10.08.2020
Лев Лосев
eye 5810

Стихи, сочинённые во время бессонницы (Скороговорки Льва Лосева)

Стихи, сочинённые во время бессонницы (Скороговорки Льва Лосева)

Дмитрий Бавильский

Острова стихов Льва Лосева объединяет белый океан бумаги. Редко когда отдельные кусочки суши соединяются в архипелаги циклов. Можно, конечно, проследить общие мотивы (в «Чудесном десанте» это, к примеру, желание и невозможность возвращения), но и они погоды не делают. Точно разные тексты написаны на полях совершенно разных книг. Можно представить небольшой кабинет ученого-филолога, заваленный самой разнообразной печатной продукцией — книги в два ряда стоят на полках, громоздятся на письменном столе и подоконнике, неровные стопки научных монографий вперемешку с реферативными журналами и литературно-критическими обозрениями паутиной прорастают в темных углах. Стихи здесь — сорт кабинетной пыли, что пропитывает кожу, проникает внутрь организма, забивает легкие: постепенно филологизм этой данной конкретной жизни становится материально-осязаемым, выпадает в осадок, кристаллизуется в форме лирических отрывков (обрывков).

Во всем этом как бы, нет логики — поэтому каждый новый текст оказывается непредсказуем, непросчитываем. Настроишься на одно, а получишь совершенно другое. Так у Пушкина в академическом собрании хронологический принцип разрушает тематический: с нового листа каждый раз заново.

—————

**Задания:**
**a)** Верните без изменений отрывок текста о стихах Льва Лосева от слов «Во всем этом» до слов «каждый раз заново.» включительно.
**b)** Какая печатная продукция заваливает кабинет ученого-филолога в тексте о стихах Льва Лосева? Назовите все ее виды.

**Исходные данные:**
—————

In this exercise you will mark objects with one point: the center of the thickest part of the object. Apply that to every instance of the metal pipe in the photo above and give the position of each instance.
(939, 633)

—————

**Ответы:**
**a)**
Во всем этом как бы, нет логики — поэтому каждый новый текст оказывается непредсказуем, непросчитываем. Настроишься на одно, а получишь совершенно другое. Так у Пушкина в академическом собрании хронологический принцип разрушает тематический: с нового листа каждый раз заново.

**b)** Книги, научные монографии, реферативные журналы, литературно-критические обозрения.